Referring expression pointing data
════════

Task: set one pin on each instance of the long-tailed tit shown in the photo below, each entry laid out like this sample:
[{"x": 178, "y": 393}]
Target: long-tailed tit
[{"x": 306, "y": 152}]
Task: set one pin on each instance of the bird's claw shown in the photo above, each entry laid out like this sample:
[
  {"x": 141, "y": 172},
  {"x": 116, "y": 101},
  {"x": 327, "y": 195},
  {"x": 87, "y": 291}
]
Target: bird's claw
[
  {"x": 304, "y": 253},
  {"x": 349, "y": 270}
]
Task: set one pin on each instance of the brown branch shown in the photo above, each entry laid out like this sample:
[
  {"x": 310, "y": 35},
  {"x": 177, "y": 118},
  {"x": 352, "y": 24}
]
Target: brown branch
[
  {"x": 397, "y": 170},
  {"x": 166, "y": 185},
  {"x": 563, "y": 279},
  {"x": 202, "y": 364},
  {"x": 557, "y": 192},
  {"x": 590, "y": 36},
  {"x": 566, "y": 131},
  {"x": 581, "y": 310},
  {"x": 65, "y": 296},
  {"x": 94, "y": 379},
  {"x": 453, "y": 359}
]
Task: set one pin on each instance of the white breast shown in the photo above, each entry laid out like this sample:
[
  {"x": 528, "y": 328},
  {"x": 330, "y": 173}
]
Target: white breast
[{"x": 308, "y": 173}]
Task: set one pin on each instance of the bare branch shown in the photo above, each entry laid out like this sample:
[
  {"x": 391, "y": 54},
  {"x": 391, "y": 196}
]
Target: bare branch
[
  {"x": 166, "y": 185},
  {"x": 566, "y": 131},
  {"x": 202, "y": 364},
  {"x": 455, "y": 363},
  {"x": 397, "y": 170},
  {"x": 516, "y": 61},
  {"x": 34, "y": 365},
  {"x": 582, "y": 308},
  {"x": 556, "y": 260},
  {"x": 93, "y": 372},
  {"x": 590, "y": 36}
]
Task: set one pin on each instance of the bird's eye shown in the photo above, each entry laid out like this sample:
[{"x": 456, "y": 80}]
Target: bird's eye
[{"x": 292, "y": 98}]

════════

→ WORK ORDER: Set down the records again, exactly.

→ TASK SOLUTION:
Task: set one pin on each instance of the long-tailed tit shown in the photo below, each entry laid out like this sample:
[{"x": 178, "y": 393}]
Target: long-tailed tit
[{"x": 306, "y": 152}]
Task: set one pin on each instance of the bird's claw shown in the photo above, each entry laid out like this sample:
[
  {"x": 141, "y": 172},
  {"x": 116, "y": 101},
  {"x": 327, "y": 195},
  {"x": 87, "y": 291}
]
Target: bird's claw
[
  {"x": 304, "y": 253},
  {"x": 349, "y": 270}
]
Task: set one pin on each instance of the brown branch shown in the photo above, each entry laid out like this sample:
[
  {"x": 310, "y": 35},
  {"x": 177, "y": 118},
  {"x": 352, "y": 24}
]
Target: brown branch
[
  {"x": 397, "y": 170},
  {"x": 166, "y": 185},
  {"x": 563, "y": 279},
  {"x": 202, "y": 364},
  {"x": 557, "y": 192},
  {"x": 590, "y": 36},
  {"x": 566, "y": 131},
  {"x": 581, "y": 310},
  {"x": 65, "y": 296},
  {"x": 94, "y": 379},
  {"x": 453, "y": 359}
]
Task: set one pin on each instance of the white breast shown in the photo above, each entry laid out like this sample:
[
  {"x": 528, "y": 328},
  {"x": 330, "y": 173}
]
Target: white breast
[{"x": 308, "y": 173}]
Task: set one pin on each instance of the bare branch shown in the photo above, each entry laid out like this sample:
[
  {"x": 391, "y": 54},
  {"x": 391, "y": 196}
]
Target: bare branch
[
  {"x": 166, "y": 185},
  {"x": 566, "y": 131},
  {"x": 202, "y": 364},
  {"x": 455, "y": 363},
  {"x": 397, "y": 170},
  {"x": 516, "y": 61},
  {"x": 34, "y": 365},
  {"x": 582, "y": 308},
  {"x": 556, "y": 260},
  {"x": 93, "y": 372},
  {"x": 590, "y": 36}
]
Task: set one pin on each instance of the bird's eye shown in the photo above, each entry laid out like this sample:
[{"x": 456, "y": 80}]
Target: bird's eye
[{"x": 292, "y": 98}]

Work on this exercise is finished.